++++ TEXT FOR ANALYSIS ++++
Sound beaches earn mixed water-quality grades

Clean living: Orient Point State Park Beach is one of 15 Long Island Sound beaches earning A-plus water-quality grades from Save the Sound.
By GREGORY ZELLER //

A leading environmental group has updated its water-quality ratings off more than 200 Long Island Sound beaches – with several Long Island beaches earning top marks and others barely making the grade.

Just in time for the unofficial start of summer, New Haven, Conn.- and Larchmont-based nonprofit Save the Sound has freshened up its Sound Health Explorer, a comprehensive rating system exploring waterfronts along Long Island’s north shore and Connecticut’s south shore.

The Sound Health Explorer works in conjunction with water-quality scientists familiar with the Long Island Sound and with local and regional health departments in New York and Connecticut, which collect fecal-indicator samples during the swimming season.

Fecal-indicator bacterial concentrations help determine whether water is safe for swimming; higher counts are associated with dangerous waterborne pathogens, often related to untreated sewage or large injections of polluted stormwater.

Peter Linderoth: Natural remedies.

Dating back to the 2003 launch of the Sound Health Explorer, precipitation totals across the Long Island Sound watershed measured between May 2021 and August 2021 were the highest for any three-month period on record – and had a clear effect on Save the Sound’s most recent water-quality ratings, which were revealed Thursday.

Overall, the report card showcases solid grades: Most sound beaches on the Long Island side earned a B grade or higher, including three Nassau County beaches (Southside Beach, The Creek Beach and Ransom Beach) and six Suffolk County beaches (Centerport Beach, Hobart Beach-Inlet, Sound View Beach Association Beach, McCabe’s Beach, Orient Beach State Park and Southold Beach) earning shiny A-plus marks.

Connecticut also registered six A-plus beaches, while three Long Island Sound beaches within the New York City limits – West Fordham Street Association Beach, Locust Point Yacht Club and Orchard Beach – did the same.
++++ EXTRACTED MATERIAL ++++
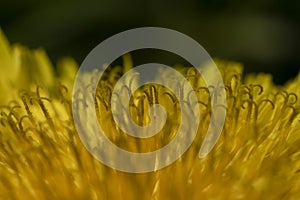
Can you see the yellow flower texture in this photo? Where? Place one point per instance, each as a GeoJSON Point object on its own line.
{"type": "Point", "coordinates": [41, 155]}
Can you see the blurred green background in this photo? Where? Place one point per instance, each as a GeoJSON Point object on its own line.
{"type": "Point", "coordinates": [263, 34]}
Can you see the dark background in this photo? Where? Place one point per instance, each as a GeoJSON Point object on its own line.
{"type": "Point", "coordinates": [263, 34]}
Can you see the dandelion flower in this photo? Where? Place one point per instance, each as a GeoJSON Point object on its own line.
{"type": "Point", "coordinates": [42, 157]}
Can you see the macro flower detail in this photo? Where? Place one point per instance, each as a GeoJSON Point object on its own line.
{"type": "Point", "coordinates": [41, 156]}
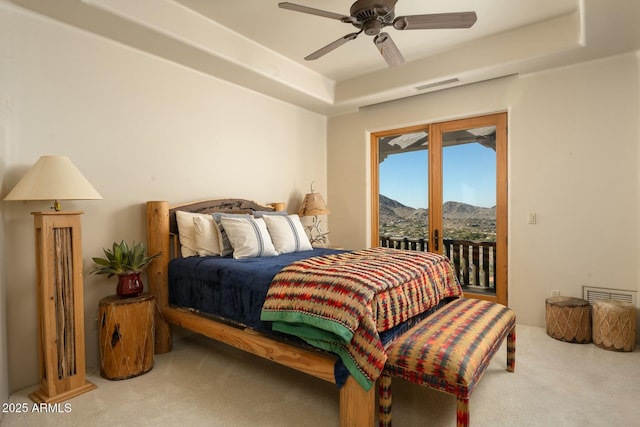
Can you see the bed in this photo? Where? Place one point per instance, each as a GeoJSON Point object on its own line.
{"type": "Point", "coordinates": [195, 310]}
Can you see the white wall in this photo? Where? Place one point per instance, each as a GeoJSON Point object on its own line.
{"type": "Point", "coordinates": [574, 152]}
{"type": "Point", "coordinates": [139, 128]}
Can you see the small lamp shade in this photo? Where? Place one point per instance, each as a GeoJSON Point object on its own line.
{"type": "Point", "coordinates": [313, 204]}
{"type": "Point", "coordinates": [53, 178]}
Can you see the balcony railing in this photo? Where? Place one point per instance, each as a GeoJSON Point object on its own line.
{"type": "Point", "coordinates": [474, 262]}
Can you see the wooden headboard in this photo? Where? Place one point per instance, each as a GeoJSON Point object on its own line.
{"type": "Point", "coordinates": [162, 238]}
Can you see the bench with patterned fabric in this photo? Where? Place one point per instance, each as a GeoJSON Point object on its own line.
{"type": "Point", "coordinates": [449, 351]}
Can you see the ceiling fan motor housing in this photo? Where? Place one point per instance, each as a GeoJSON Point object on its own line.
{"type": "Point", "coordinates": [373, 15]}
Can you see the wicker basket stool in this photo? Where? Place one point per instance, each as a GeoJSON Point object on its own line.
{"type": "Point", "coordinates": [614, 325]}
{"type": "Point", "coordinates": [568, 319]}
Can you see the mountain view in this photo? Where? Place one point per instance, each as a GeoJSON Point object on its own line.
{"type": "Point", "coordinates": [460, 221]}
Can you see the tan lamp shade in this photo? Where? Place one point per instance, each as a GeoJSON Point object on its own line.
{"type": "Point", "coordinates": [313, 204]}
{"type": "Point", "coordinates": [53, 178]}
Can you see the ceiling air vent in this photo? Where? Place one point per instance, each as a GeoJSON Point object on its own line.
{"type": "Point", "coordinates": [436, 84]}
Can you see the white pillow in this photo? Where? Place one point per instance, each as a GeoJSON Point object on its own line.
{"type": "Point", "coordinates": [223, 239]}
{"type": "Point", "coordinates": [206, 236]}
{"type": "Point", "coordinates": [287, 233]}
{"type": "Point", "coordinates": [248, 236]}
{"type": "Point", "coordinates": [186, 232]}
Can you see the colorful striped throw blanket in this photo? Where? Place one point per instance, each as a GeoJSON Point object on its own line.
{"type": "Point", "coordinates": [341, 302]}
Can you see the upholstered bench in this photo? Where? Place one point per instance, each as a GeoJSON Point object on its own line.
{"type": "Point", "coordinates": [449, 351]}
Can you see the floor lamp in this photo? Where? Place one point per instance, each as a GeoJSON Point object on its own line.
{"type": "Point", "coordinates": [58, 242]}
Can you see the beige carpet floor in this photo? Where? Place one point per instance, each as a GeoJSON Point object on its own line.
{"type": "Point", "coordinates": [204, 383]}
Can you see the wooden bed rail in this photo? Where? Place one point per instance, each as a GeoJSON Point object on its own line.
{"type": "Point", "coordinates": [158, 271]}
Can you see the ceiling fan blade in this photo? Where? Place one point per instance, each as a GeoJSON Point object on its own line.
{"type": "Point", "coordinates": [388, 50]}
{"type": "Point", "coordinates": [331, 46]}
{"type": "Point", "coordinates": [435, 21]}
{"type": "Point", "coordinates": [313, 11]}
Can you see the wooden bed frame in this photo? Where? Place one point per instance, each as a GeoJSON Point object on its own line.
{"type": "Point", "coordinates": [357, 406]}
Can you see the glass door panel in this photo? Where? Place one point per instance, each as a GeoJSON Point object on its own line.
{"type": "Point", "coordinates": [469, 205]}
{"type": "Point", "coordinates": [403, 168]}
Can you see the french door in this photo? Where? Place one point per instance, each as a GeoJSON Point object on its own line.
{"type": "Point", "coordinates": [442, 187]}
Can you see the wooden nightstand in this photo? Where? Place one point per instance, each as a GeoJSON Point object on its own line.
{"type": "Point", "coordinates": [126, 336]}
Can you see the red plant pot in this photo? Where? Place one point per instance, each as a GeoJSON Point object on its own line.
{"type": "Point", "coordinates": [129, 285]}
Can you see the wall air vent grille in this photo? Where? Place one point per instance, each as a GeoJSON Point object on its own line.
{"type": "Point", "coordinates": [436, 84]}
{"type": "Point", "coordinates": [591, 294]}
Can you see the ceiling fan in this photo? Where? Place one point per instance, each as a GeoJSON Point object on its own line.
{"type": "Point", "coordinates": [371, 16]}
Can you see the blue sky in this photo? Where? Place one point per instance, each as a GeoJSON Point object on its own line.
{"type": "Point", "coordinates": [468, 176]}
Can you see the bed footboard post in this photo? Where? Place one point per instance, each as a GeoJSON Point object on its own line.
{"type": "Point", "coordinates": [357, 406]}
{"type": "Point", "coordinates": [158, 270]}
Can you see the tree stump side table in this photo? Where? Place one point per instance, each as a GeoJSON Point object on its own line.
{"type": "Point", "coordinates": [568, 319]}
{"type": "Point", "coordinates": [614, 325]}
{"type": "Point", "coordinates": [126, 336]}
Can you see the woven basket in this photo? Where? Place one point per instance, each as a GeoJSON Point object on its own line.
{"type": "Point", "coordinates": [568, 319]}
{"type": "Point", "coordinates": [614, 325]}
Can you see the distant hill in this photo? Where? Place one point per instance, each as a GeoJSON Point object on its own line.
{"type": "Point", "coordinates": [461, 220]}
{"type": "Point", "coordinates": [392, 210]}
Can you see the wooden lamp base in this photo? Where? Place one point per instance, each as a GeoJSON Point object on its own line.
{"type": "Point", "coordinates": [60, 307]}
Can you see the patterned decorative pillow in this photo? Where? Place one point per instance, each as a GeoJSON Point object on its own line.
{"type": "Point", "coordinates": [223, 239]}
{"type": "Point", "coordinates": [287, 233]}
{"type": "Point", "coordinates": [186, 232]}
{"type": "Point", "coordinates": [206, 234]}
{"type": "Point", "coordinates": [248, 236]}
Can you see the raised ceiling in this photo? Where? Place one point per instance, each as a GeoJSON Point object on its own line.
{"type": "Point", "coordinates": [256, 44]}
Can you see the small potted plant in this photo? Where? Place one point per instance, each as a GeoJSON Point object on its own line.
{"type": "Point", "coordinates": [126, 262]}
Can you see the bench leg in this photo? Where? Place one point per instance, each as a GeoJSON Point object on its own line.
{"type": "Point", "coordinates": [384, 400]}
{"type": "Point", "coordinates": [462, 412]}
{"type": "Point", "coordinates": [511, 350]}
++++
- WORK INSTRUCTIONS -
#1 Using the article on Sound beach water-quality grades, decide whether each statement agrees with it. Answer yes or no, and quote the words from the article that settle it.
(a) Save the Sound rated the water quality off more than 200 Long Island Sound beaches.
(b) Health departments in New York and Connecticut collect fecal-indicator samples year-round.
(c) Connecticut had six beaches that earned A-plus grades.
#2 Write a continuation of the article on Sound beach water-quality grades, starting after its final sentence.

- ANSWERS PER TASK -
#1
(a) Yes: "updated its water-quality ratings off more than 200 Long Island Sound beaches"
(b) No: "which collect fecal-indicator samples during the swimming season"
(c) Yes: "Connecticut also registered six A-plus beaches"

#2
The water quality off White Cross Fishing Club in the Bronx (D), the Trinity Danish Young People’s Society in the Bronx (D-plus), Nassau County’s Crescent Beach (D) and Nassau County’s Manorhaven Beach (D-minus) dragged down Long Island’s average, while Westchester County’s Harbor Island Beach (D), Connecticut’s Byram Park (D-plus) and the Nutmeg State’s Rocky Neck State Park Beach (D-plus) faltered to the north.

The only F on the map fell on Douglas Manor Association Beach in Queens, where 75 percent of samples failed the fecal-indicator test after wet weather and 42 percent of samples failed after dry weather, according to Save the Sound.

While the data presented by the Sound Health Explorer is mostly positive, beachgoers should pay special attention to water-quality alerts in the less-pristine areas, according to Save the Sound Water Quality Director Peter Linderoth, who blamed the mixed-bag results squarely on the overdevelopment of coastal regions.

“If your favorite beach received a poor overall grade with associated poor wet-weather marks, you need to look no further than the ground under your feet,” Linderoth said Thursday. “Beaches in areas with higher coverages of surfaces impervious to water – like roads, parking lots and roofs – tend to be impacted more by stormwater runoff than areas with less of these surfaces.

“This situation can be remedied,” he added. “Save the Sound strongly advocates and implements projects that offer nature-based solutions to this issue, like rain gardens to naturally treat stormwater runoff.”